→ TASK OBJECTIVE
Please restate every entry exactly. Leave out the pictures.

→ EXTRACTED RECORDS
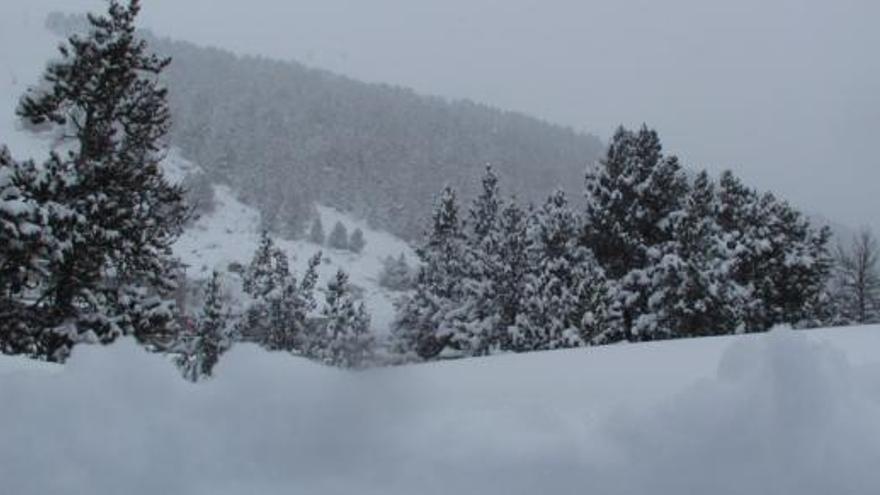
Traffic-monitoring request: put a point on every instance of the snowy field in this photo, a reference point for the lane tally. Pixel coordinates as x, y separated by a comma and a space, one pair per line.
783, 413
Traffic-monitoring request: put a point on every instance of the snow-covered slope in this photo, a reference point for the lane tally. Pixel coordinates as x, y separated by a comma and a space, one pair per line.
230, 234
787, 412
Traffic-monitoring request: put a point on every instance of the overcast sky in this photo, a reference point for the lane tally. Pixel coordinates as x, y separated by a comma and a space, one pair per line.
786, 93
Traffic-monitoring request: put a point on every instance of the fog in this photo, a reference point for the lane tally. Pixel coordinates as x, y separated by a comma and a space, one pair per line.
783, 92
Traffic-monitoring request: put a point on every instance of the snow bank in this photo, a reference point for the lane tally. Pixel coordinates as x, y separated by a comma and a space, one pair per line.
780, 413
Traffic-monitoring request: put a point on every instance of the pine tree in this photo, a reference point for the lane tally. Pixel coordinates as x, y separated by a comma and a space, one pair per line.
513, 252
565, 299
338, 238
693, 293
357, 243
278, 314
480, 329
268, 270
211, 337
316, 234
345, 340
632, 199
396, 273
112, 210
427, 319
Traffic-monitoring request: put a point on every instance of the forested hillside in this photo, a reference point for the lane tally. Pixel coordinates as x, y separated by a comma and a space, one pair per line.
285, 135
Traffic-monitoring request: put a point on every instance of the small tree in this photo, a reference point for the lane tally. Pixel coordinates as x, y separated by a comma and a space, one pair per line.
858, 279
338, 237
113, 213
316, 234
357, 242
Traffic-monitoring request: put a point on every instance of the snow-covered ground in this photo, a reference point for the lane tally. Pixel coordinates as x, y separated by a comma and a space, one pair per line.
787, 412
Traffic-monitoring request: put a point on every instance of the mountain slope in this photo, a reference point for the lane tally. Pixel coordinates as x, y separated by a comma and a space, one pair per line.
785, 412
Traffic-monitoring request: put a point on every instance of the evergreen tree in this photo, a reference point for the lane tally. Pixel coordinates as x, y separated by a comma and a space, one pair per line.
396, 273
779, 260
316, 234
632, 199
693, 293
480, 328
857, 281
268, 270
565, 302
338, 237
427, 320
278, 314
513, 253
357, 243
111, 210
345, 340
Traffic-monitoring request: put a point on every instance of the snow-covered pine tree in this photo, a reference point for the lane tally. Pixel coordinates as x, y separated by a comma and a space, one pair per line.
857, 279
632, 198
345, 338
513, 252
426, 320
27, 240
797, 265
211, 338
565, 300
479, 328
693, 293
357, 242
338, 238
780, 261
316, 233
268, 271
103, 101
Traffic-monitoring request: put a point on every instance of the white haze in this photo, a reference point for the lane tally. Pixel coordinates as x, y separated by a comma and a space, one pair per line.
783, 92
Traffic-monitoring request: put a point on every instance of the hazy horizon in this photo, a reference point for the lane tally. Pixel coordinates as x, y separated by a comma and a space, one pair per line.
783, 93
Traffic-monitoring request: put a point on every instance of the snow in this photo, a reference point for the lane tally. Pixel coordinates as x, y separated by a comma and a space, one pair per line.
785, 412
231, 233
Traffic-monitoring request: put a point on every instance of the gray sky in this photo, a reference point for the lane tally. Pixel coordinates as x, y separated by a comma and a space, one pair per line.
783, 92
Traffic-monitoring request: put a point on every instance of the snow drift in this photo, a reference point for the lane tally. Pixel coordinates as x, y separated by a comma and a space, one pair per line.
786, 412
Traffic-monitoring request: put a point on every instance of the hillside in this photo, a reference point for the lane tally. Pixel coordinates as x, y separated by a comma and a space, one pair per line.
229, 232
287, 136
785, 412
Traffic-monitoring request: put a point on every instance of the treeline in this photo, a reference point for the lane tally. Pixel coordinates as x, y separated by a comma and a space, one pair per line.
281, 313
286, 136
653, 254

→ RESPONSE
Traffic-monitoring request: put a point on every instance of the snowy field in this photo, a reference point for the lane tally. Pixel coordinates as x, y separated by a comma and a space, one pair per line.
783, 413
Traffic-monitoring request: put a point on every instance of the snow-covered slope in this photo, a reference point for the lane tally. Pixel coordinates as x, y separated by a comma and a space, one pair per line.
230, 234
787, 412
Traffic-monitoring request: put a point on every instance of the overcast sky in this photo, a reference point for the lane tally. Pixel coordinates as x, y separated by a comma and a space, one pair per line.
786, 93
Traffic-monitoring request: put a point on every instance of the fog in this photo, a reference point for the lane tally. Pixel coordinates as x, y separated by a comma and a space, one pair per line.
783, 92
Traffic-monitoring request: put a point on every instance of the snow bank in this photo, a reference point for the lane tally. Pixel coordinates as x, y separated by a comma and a space, one pair per line.
780, 413
Traffic-monitoring request: put a point on every instance of the pine tree in this photo, a reference point for the lane tally. Pixel coordinates as x, y separated by a comma and a space, one pair per line.
513, 252
565, 299
338, 238
693, 293
357, 243
278, 314
480, 329
268, 270
211, 337
316, 234
345, 340
632, 199
396, 273
112, 210
427, 319
Traffic-monitoring request: put a point on every instance of the forested hillside in this photo, a reference point for the lane tally. Pixel coordinates as x, y separated by a comma and a space, one pair per line.
285, 135
Traffic-monitoring request: put a point on every instance of the small tree in this photo, a reference point for the lane tally. Pixel coordinates as x, y separated by a comma and a space, one pair per line.
858, 279
338, 237
113, 213
316, 234
357, 242
Traffic-monitoring request: put a point on every instance of the snow-covered ground in this photo, a reference point for the lane tally. Pixel coordinates as x, y separated by a comma and a space, one pair per line.
787, 412
Traffic-monitoring request: put a point on every instance of the mountain slope in this photo, a reference point for the lane tally. Pixel coordinates as x, y separated by a comma and a space, one pair per line.
785, 412
Traffic-monitoring request: put a point on every instance of the evergreen tree in this photo, a reference point for the lane tally. Pixel coordinates as x, y separated by a comma and a space, one pair per line.
396, 273
779, 260
316, 234
632, 199
693, 293
480, 328
857, 281
268, 270
565, 302
338, 237
427, 320
278, 314
513, 253
357, 243
111, 210
345, 340
Traffic-monitoring request: put a point on every instance of the snow-covered pine tree in this photo, a reference point for the lane tally. Pixel coordinates as x, y separated by a comma and a space, one pair per line.
857, 279
632, 198
345, 338
513, 252
426, 320
27, 240
797, 265
211, 338
565, 300
479, 328
693, 293
357, 242
338, 238
780, 261
316, 233
268, 271
103, 101
Traffic-monitoring request: put a point on every instance of the white haze in this photo, a reference point for the lane tally. Pixel coordinates as x, y separated by a comma and a space, one pair per line.
783, 92
Traffic-monitoring request: put a point on every instance of the hazy horizon in this photo, a reference point for the lane tally. Pixel coordinates as x, y separated by a comma and a space, one pair per line.
783, 93
Traffic-monitoring request: put a point on every instance of the snow in this photo, a reference point for the lane tally. Pixel coordinates as x, y separated by a comma and a space, one pair per line.
785, 412
231, 233
Traffic-monitoring request: put a point on every instance of the gray sky in this photo, a reference point for the lane tally. Pixel coordinates as x, y separated by a comma and a space, one pair per line.
783, 92
Traffic-monitoring request: put a point on every instance of the snow drift in this photo, a reference point for the lane tally. Pixel coordinates as x, y separated by a comma and a space, one pair per line.
786, 412
Traffic-monitoring request: put a point on every instance of the hillside in this photo, a reference point for the lane tally. Pixel coordinates as x, y separated by a comma and a space, one pair per line.
229, 232
287, 136
785, 412
Traffic-monitoring request: put a point on every instance of the treeline in this photo, a reference point for the lane tally. Pixel coordinates as x, y separated by a comma and a space, one pair per line.
281, 313
286, 136
653, 254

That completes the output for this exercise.